== The task ==
Please rescale the lines from the one containing "If you could locate the weathered" up to and including the one containing "(1108, 548)". Write out only those lines, requests included, with every coordinate in the answers multiplied by 1.75 and rounded to a whole number, halves up.

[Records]
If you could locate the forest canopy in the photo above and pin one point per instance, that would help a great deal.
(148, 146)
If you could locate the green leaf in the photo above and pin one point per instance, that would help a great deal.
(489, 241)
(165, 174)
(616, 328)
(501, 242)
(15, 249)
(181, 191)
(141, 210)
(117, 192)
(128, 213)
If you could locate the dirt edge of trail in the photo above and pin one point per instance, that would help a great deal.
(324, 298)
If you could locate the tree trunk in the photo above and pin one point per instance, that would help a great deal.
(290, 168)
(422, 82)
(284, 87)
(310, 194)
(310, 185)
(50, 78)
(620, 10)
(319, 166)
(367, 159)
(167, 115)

==

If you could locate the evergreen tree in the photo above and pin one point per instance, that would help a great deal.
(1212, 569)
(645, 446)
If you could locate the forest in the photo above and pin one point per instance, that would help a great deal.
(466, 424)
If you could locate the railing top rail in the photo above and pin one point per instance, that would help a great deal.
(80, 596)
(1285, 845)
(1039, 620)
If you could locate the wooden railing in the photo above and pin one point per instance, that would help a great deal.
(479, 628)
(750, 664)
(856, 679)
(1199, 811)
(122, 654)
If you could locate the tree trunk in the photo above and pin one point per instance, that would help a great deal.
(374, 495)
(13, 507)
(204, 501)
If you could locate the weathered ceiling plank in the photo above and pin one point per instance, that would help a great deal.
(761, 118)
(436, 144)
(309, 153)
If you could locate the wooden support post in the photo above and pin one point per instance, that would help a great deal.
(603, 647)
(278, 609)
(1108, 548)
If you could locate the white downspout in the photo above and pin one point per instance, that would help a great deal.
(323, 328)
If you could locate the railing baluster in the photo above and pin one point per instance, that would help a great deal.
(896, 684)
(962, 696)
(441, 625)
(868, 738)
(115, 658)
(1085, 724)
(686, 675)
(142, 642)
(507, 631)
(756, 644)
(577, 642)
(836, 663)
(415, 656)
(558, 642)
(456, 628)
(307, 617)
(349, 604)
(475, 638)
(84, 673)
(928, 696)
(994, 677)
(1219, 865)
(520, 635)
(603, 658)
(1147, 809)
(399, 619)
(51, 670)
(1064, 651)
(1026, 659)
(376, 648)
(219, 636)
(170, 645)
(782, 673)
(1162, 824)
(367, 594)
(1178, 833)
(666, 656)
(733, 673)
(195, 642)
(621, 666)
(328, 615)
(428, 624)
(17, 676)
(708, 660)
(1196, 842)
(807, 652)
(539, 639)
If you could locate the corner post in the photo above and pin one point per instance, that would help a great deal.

== Solution below ==
If you could locate the weathered ceiling plank in the photo above and pin one point per instance, that would help a great deal.
(1332, 207)
(763, 252)
(541, 268)
If you could locate the wooden support post in the photo above and pin one point per instance, that would help a great deal.
(1055, 1132)
(487, 1066)
(1939, 959)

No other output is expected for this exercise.